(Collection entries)
--- begin ---

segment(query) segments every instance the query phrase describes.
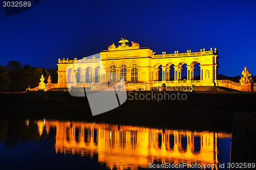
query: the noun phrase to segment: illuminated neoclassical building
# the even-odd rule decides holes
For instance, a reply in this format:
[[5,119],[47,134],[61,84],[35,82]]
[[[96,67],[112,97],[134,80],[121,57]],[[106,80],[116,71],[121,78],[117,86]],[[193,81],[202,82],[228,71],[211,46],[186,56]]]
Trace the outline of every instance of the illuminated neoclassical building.
[[[119,78],[113,74],[122,74],[124,80],[129,86],[141,86],[144,89],[150,90],[152,87],[188,85],[215,86],[216,85],[219,67],[218,51],[211,48],[210,51],[201,50],[201,52],[185,53],[155,55],[147,47],[140,47],[138,43],[132,41],[132,45],[126,44],[128,40],[122,39],[117,47],[115,44],[110,45],[108,50],[100,53],[100,58],[93,57],[82,60],[59,59],[58,65],[58,84],[55,87],[67,87],[67,83],[83,83],[85,87],[97,90],[102,83],[118,81]],[[88,66],[76,70],[71,68],[66,71],[69,66],[77,62],[86,62]],[[100,62],[104,68],[100,68]],[[200,63],[200,79],[194,80],[195,65]],[[182,69],[186,64],[186,79],[183,79]],[[106,77],[101,75],[104,69]],[[75,72],[75,74],[72,72]],[[75,75],[75,76],[74,76]],[[174,78],[171,80],[170,78]],[[128,90],[129,88],[126,88]]]

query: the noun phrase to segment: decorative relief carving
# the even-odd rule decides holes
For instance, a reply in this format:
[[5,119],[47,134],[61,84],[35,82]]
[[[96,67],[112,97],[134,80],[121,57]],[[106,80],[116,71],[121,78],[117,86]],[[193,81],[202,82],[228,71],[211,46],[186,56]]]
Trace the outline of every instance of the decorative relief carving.
[[117,51],[117,50],[133,50],[138,49],[140,47],[139,43],[132,41],[132,46],[130,46],[129,44],[126,43],[129,42],[127,40],[121,38],[121,39],[118,42],[120,43],[121,45],[118,45],[117,47],[114,43],[109,46],[109,51]]

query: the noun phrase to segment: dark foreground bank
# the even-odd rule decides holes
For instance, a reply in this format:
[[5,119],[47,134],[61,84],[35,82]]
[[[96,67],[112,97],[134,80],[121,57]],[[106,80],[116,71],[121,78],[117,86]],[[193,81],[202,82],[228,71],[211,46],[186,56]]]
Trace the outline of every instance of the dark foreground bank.
[[[171,125],[172,128],[177,129],[232,132],[231,161],[255,162],[255,92],[133,91],[127,92],[127,100],[120,107],[93,116],[86,97],[74,97],[68,92],[1,93],[1,116],[2,119],[79,120],[163,129]],[[233,120],[234,115],[238,116]]]

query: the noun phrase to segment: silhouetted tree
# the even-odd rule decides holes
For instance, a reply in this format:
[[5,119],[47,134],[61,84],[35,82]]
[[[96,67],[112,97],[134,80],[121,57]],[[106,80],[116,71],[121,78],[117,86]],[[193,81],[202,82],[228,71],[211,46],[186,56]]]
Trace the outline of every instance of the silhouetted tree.
[[0,92],[8,91],[10,83],[10,69],[0,65]]

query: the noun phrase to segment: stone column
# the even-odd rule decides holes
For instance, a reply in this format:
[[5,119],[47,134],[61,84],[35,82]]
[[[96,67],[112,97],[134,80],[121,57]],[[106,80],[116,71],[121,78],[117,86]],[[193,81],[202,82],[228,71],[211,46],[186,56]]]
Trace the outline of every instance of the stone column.
[[178,66],[174,66],[174,81],[178,81]]
[[191,65],[187,65],[187,80],[190,80],[190,77],[191,72],[190,71]]
[[200,80],[202,80],[203,79],[203,75],[202,75],[202,68],[201,65],[199,65],[199,66],[200,67]]
[[166,78],[165,76],[165,69],[166,67],[166,66],[163,66],[163,67],[161,67],[162,68],[162,81],[165,81],[165,79]]
[[181,80],[181,69],[182,69],[182,67],[179,67],[178,69],[178,81],[179,80]]
[[195,68],[194,67],[191,67],[191,80],[194,80],[194,69]]
[[166,77],[165,78],[165,80],[169,81],[170,79],[170,68],[166,68]]
[[116,72],[115,72],[115,74],[116,74],[116,81],[120,81],[120,74],[116,74],[117,72],[120,72],[119,71],[120,71],[119,68],[116,68]]
[[158,80],[159,79],[159,69],[158,68],[157,69],[157,80],[158,81]]
[[215,83],[217,83],[217,64],[214,65],[214,81]]
[[92,83],[94,82],[95,75],[95,70],[92,69]]

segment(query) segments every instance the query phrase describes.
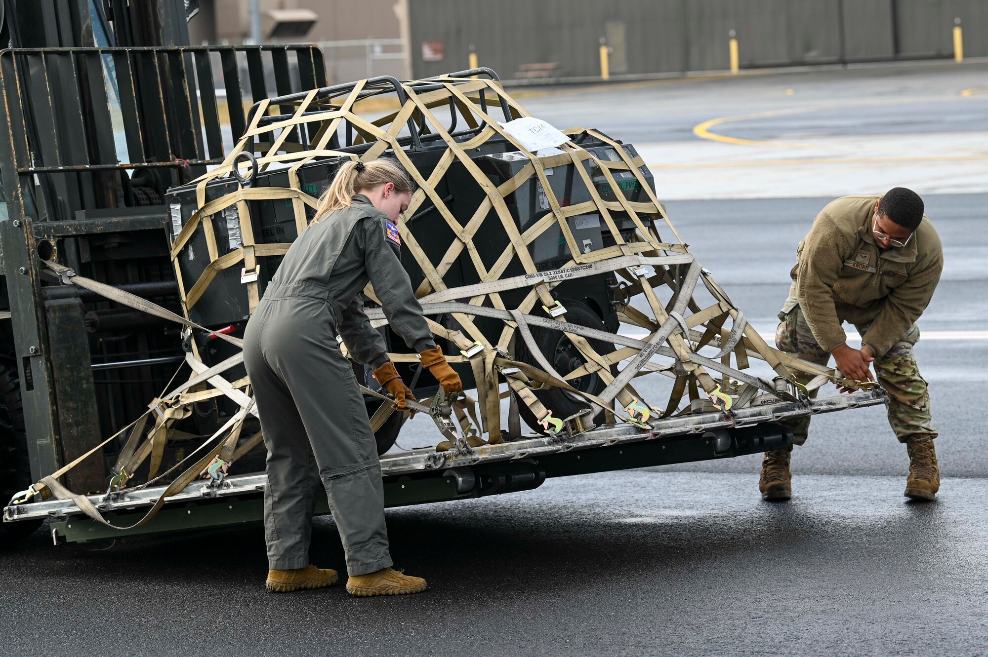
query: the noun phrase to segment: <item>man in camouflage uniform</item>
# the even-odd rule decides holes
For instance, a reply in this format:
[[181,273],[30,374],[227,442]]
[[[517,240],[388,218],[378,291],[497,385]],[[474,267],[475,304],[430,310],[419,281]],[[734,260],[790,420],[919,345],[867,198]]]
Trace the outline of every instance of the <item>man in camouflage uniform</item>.
[[[818,365],[833,355],[841,373],[857,381],[874,381],[873,362],[889,396],[888,422],[909,453],[905,495],[932,500],[940,489],[937,430],[913,345],[920,337],[915,323],[940,281],[944,252],[923,210],[923,200],[903,187],[828,204],[796,251],[776,345]],[[844,322],[858,328],[861,349],[846,343]],[[809,420],[788,423],[793,444],[806,441]],[[790,452],[766,453],[759,482],[764,499],[791,497]]]

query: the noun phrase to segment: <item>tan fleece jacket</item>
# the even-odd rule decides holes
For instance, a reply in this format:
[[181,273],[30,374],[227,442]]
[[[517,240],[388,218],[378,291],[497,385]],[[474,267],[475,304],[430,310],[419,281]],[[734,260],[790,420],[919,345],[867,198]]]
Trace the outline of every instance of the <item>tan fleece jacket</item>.
[[843,322],[870,322],[862,342],[875,356],[884,355],[909,332],[940,282],[944,249],[926,217],[905,247],[881,251],[875,245],[871,218],[879,198],[832,201],[796,251],[791,305],[798,302],[813,336],[827,351],[847,340]]

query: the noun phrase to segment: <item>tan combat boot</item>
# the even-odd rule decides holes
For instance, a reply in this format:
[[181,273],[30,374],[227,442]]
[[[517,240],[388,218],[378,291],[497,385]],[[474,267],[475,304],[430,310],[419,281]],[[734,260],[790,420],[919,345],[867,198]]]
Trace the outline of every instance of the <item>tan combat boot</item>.
[[412,577],[393,568],[384,568],[366,575],[351,575],[347,593],[359,598],[369,596],[400,596],[426,590],[426,580]]
[[275,593],[288,593],[298,589],[319,589],[336,584],[340,575],[332,568],[316,568],[311,563],[304,568],[269,570],[265,586]]
[[912,436],[906,440],[909,452],[909,478],[906,479],[906,497],[932,500],[940,490],[940,466],[933,438]]
[[758,482],[762,499],[784,500],[792,497],[792,473],[789,472],[791,456],[791,447],[765,453],[765,459],[762,460],[762,478]]

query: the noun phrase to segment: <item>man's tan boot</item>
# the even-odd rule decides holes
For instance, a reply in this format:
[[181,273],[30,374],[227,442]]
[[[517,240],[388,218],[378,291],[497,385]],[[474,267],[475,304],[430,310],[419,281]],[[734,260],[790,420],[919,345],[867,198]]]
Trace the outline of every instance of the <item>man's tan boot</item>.
[[932,500],[940,490],[940,466],[937,450],[930,436],[912,436],[906,439],[909,452],[909,478],[906,479],[906,497]]
[[393,568],[384,568],[366,575],[351,575],[347,593],[359,598],[368,596],[400,596],[426,590],[426,580],[412,577]]
[[789,472],[791,456],[791,447],[765,453],[765,459],[762,460],[762,478],[758,482],[762,499],[784,500],[792,497],[792,473]]
[[265,586],[275,593],[288,593],[298,589],[319,589],[336,584],[340,575],[332,568],[316,568],[311,563],[304,568],[269,570]]

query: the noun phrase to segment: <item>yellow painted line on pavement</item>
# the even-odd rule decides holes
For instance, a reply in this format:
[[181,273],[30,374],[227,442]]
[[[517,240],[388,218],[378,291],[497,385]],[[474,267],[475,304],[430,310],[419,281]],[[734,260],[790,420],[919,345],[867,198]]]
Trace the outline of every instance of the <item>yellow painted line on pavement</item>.
[[[974,94],[981,93],[982,91],[988,92],[988,87],[974,87],[971,89],[965,89],[960,92],[961,96],[971,96]],[[969,93],[968,93],[969,92]],[[693,133],[700,137],[700,139],[709,139],[711,141],[719,141],[724,144],[741,144],[744,146],[778,146],[780,148],[816,148],[812,144],[788,144],[782,141],[772,141],[767,139],[742,139],[740,137],[731,137],[724,134],[717,134],[715,132],[710,132],[710,128],[714,125],[721,125],[722,123],[731,123],[733,121],[746,121],[756,118],[771,118],[772,116],[784,116],[788,114],[798,114],[810,111],[823,111],[826,110],[851,110],[854,108],[878,108],[887,107],[895,105],[913,105],[916,103],[949,103],[956,102],[957,97],[951,96],[948,98],[937,98],[937,99],[894,99],[888,101],[868,101],[865,103],[856,103],[854,105],[846,104],[830,104],[830,105],[819,105],[809,108],[792,108],[789,110],[773,110],[770,111],[756,111],[750,114],[737,114],[735,116],[719,116],[717,118],[711,118],[710,120],[703,121],[693,128]]]
[[800,112],[807,111],[819,111],[821,110],[826,110],[823,107],[813,107],[813,108],[794,108],[792,110],[773,110],[771,111],[756,111],[751,114],[737,114],[736,116],[720,116],[718,118],[711,118],[708,121],[703,121],[693,128],[693,133],[700,137],[700,139],[709,139],[711,141],[719,141],[724,144],[741,144],[744,146],[778,146],[780,148],[814,148],[809,144],[787,144],[782,141],[770,141],[764,139],[741,139],[739,137],[729,137],[723,134],[717,134],[715,132],[710,132],[710,128],[714,125],[720,125],[721,123],[730,123],[733,121],[747,121],[754,118],[770,118],[772,116],[782,116],[784,114],[796,114]]
[[740,162],[688,162],[683,164],[650,164],[649,169],[721,169],[731,167],[792,167],[798,165],[828,165],[828,164],[878,164],[889,162],[954,162],[965,160],[988,160],[988,153],[983,155],[928,155],[918,157],[888,157],[888,158],[805,158],[788,160],[742,160]]
[[[741,77],[750,77],[756,75],[766,75],[768,72],[769,71],[766,70],[742,71],[740,75]],[[637,82],[615,82],[607,85],[593,85],[590,87],[573,86],[567,89],[546,89],[546,90],[531,91],[531,92],[515,91],[518,90],[519,87],[511,87],[510,89],[508,89],[508,91],[511,93],[512,98],[543,98],[546,96],[566,96],[573,94],[623,91],[625,89],[658,87],[661,85],[672,85],[683,82],[707,82],[709,80],[728,80],[737,77],[738,77],[737,75],[731,75],[730,73],[712,73],[710,75],[691,75],[685,78],[662,78],[660,80],[640,80]]]

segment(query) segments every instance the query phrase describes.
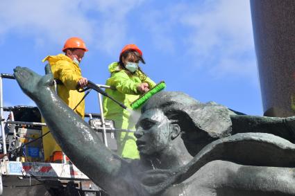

--- end ---

## Requirement
Identify every line in the material above that contains the word "fleece".

## The reply
query: the noun phrase to segment: <item>tan fleece jacket</item>
Trace the outline of every instance of the <item>tan fleece jacket</item>.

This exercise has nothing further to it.